EXERCISE GOAL:
Your copy should hold every record verbatim and none of the pictures.
=== Section Start ===
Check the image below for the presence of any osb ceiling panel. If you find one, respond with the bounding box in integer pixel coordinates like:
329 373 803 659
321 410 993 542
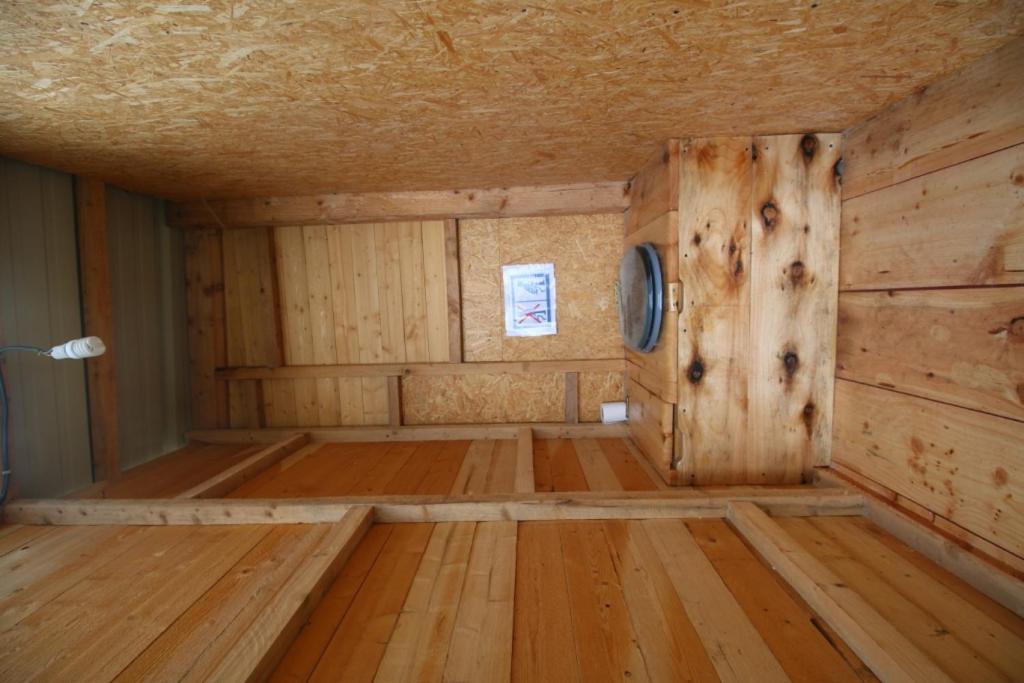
1 1 1021 200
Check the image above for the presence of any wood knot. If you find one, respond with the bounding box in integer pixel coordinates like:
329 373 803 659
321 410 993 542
834 157 844 181
760 202 778 232
687 359 705 384
751 144 759 161
1010 316 1024 336
789 260 805 283
783 351 799 376
801 402 815 436
800 134 818 160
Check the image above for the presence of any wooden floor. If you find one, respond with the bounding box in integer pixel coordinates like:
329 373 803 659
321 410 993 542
0 519 363 681
269 516 1024 683
71 442 262 499
80 438 663 499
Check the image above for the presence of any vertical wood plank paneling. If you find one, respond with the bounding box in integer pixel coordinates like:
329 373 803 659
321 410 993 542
350 223 385 364
422 220 451 362
444 219 463 362
184 230 228 428
273 227 313 425
676 137 752 484
303 226 341 425
396 222 430 362
749 133 842 482
374 223 406 362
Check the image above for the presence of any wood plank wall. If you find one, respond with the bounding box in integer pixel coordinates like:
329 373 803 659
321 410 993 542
833 38 1024 568
626 135 842 485
186 215 625 429
0 157 92 497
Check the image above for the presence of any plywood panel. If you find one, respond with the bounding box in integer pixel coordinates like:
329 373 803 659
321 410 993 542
402 374 564 425
837 288 1024 421
676 137 753 485
840 143 1024 291
3 5 1021 200
460 214 623 362
833 379 1024 558
843 37 1024 199
748 134 842 482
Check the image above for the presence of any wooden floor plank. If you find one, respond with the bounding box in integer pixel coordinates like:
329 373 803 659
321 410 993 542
384 441 444 495
782 516 1022 683
416 440 471 495
270 525 394 682
512 522 581 683
572 438 622 492
450 440 494 495
851 516 1024 639
729 502 954 683
306 523 434 682
559 521 650 681
348 443 417 495
643 518 789 683
547 438 589 492
688 519 874 683
375 522 475 681
532 439 555 492
486 440 518 494
604 520 719 682
445 521 517 682
597 438 659 491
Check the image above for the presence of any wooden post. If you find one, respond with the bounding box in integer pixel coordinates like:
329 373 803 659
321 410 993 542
387 376 402 427
76 177 120 482
444 219 462 362
564 371 579 424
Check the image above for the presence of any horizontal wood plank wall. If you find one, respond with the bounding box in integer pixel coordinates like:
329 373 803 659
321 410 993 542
624 143 680 479
834 37 1024 567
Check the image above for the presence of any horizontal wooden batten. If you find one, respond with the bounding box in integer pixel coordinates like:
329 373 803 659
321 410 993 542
187 423 629 444
215 358 624 381
168 182 631 229
3 488 864 526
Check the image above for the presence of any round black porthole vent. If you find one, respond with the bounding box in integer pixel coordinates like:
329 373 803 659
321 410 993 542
618 242 664 353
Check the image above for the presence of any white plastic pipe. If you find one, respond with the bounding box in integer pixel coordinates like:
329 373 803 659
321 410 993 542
48 336 106 360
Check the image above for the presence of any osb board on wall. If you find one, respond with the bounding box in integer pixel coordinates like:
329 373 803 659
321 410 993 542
460 214 622 362
2 3 1021 200
579 371 625 423
401 373 564 425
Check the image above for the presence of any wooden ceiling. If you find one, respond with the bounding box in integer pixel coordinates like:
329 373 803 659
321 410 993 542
0 1 1020 200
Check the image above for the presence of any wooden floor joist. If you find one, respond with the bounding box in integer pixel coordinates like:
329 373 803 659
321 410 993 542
727 501 955 683
187 422 629 444
3 489 863 526
175 434 310 499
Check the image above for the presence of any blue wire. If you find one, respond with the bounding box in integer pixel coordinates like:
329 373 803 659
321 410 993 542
0 345 47 505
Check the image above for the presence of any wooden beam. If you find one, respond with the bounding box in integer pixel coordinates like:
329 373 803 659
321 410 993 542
4 488 863 526
564 371 579 424
215 358 624 380
75 176 120 482
727 501 954 683
187 422 630 444
815 468 1024 617
444 219 462 363
387 376 402 427
514 427 535 494
176 433 309 499
167 182 631 230
205 507 372 681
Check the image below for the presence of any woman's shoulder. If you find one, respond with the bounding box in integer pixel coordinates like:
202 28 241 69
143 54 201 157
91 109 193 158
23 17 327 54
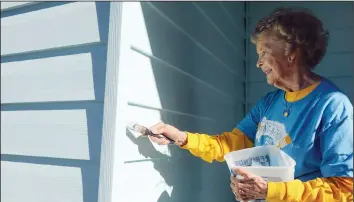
=== Section End ===
RESPONSE AREA:
Check the image below for the presence of any osb ceiling panel. If you find one, respond with the bounding box in integer pixel coordinates like:
329 373 803 659
321 410 993 542
1 1 1021 200
Check the image above for the presence of any wood knot. If you find one, respond with the bounding box in integer pixel coordinates like:
329 373 803 659
321 410 993 542
834 157 844 181
760 202 778 232
687 359 705 384
751 144 759 161
1010 316 1024 336
789 260 805 283
783 351 799 376
801 402 815 436
800 134 818 160
Check the image above for the presence of any wooden floor. If you find one, respond with the bounding box in integer pixel coordinates like:
329 373 803 659
321 410 993 542
0 519 363 681
269 516 1024 683
71 442 262 499
80 438 663 499
Check the image above for the presence of any vertical wood plank paneling. If you find one, respond with the bounding box in integer pixel coordinates like:
329 373 803 659
321 410 993 542
350 223 385 364
422 220 451 362
444 219 463 362
184 230 228 428
273 227 313 425
676 137 752 484
303 226 341 425
396 222 430 362
749 133 842 482
374 223 406 362
Check the image above for the presence of any wood plank wall. If you find one, respond with the bounding box in integer pixel coordinates like:
329 373 803 659
321 410 993 542
833 38 1024 568
626 135 842 485
186 215 625 429
0 157 92 497
Check the image above for the presence of any plywood panel. If you find one, respond with the bounding box in integer pixel coordinates like:
329 373 803 659
321 410 993 542
402 374 564 425
837 288 1024 421
676 137 753 485
840 143 1024 291
3 5 1021 200
460 214 623 362
833 379 1024 558
843 37 1024 199
748 134 842 482
Check the image above for the presence of any wooden floor plank. If you find one, respond with the bounding box in integer pixel coordinates like:
329 373 803 659
321 410 993 542
384 441 444 495
782 516 1022 683
416 440 471 495
270 525 394 682
512 522 581 683
572 438 622 492
450 440 494 495
851 516 1024 639
729 502 954 683
306 523 434 682
559 521 650 681
348 443 417 495
643 518 789 683
547 438 589 492
688 519 874 683
375 522 475 681
532 439 555 492
486 440 518 494
604 520 719 682
445 521 517 682
597 438 659 491
Check the image above for the presence of any wooden post. If you find one, respond with the bounding box in integer pixel coordinates like:
329 373 803 659
321 410 993 542
387 376 402 427
76 177 120 482
444 219 462 362
564 371 579 424
Check the image above for the presence of any horizontal wood plank wall. If you find one, respond with the bounding box in integer pixel coordinates like:
329 373 803 659
321 410 993 542
624 143 680 479
834 37 1024 567
Check the image above for the presence of any horizontal wooden batten. If you find one, respond with the bounding box in integer pixel coordinates like:
329 373 803 659
321 410 993 542
187 423 629 444
215 358 624 381
168 182 631 229
3 488 864 526
Check the image above for the presence of any round black porthole vent. If you find one, respond with the bounding box in integer pixel coordinates like:
329 373 803 659
321 410 993 542
618 242 664 353
Check the image above for the presence of any white plastic pipe. If you find one, respond with the bounding box in integer pixel coordinates like:
329 373 803 659
321 410 993 542
48 336 106 360
Check the image above for the presence of any osb board on wall. If you find one, respond with the bounding box in integer pixel coordinates like:
329 373 803 659
321 410 993 542
460 214 622 362
2 3 1021 200
579 371 625 423
401 373 564 425
Check the image above for the presence of any wooden ceiling. If you find one, respond with the bounding box in integer pixel coordinates like:
329 373 803 659
321 410 993 542
0 1 1020 200
Check the image above for the presence of any wooden floor joist. If you find one, respond with the bounding box in integer pixel coordinates like:
329 373 803 659
321 410 993 542
727 501 955 683
187 422 629 444
3 489 863 526
175 434 310 499
Check the image above for the presence of any blue wire. If you find one, respond with the bounding box in integer pixel coordinates like:
329 373 803 659
321 410 993 542
0 345 47 505
Check the image above for the presence of any wooden beam. If you find one, respond with the bounding box in integer pixel coordinates like:
329 373 803 659
321 410 993 542
4 488 863 526
564 371 579 424
215 358 624 380
75 176 120 482
727 501 954 683
187 422 630 444
815 468 1024 617
444 219 462 363
387 376 402 427
514 427 535 494
176 433 309 499
167 182 631 230
205 507 372 681
Check the image below for the presence of any woman's shoulder. If you find one, respond with the bounding box in integer pixel coordinates like:
202 28 241 69
143 54 201 157
91 109 193 158
23 17 327 54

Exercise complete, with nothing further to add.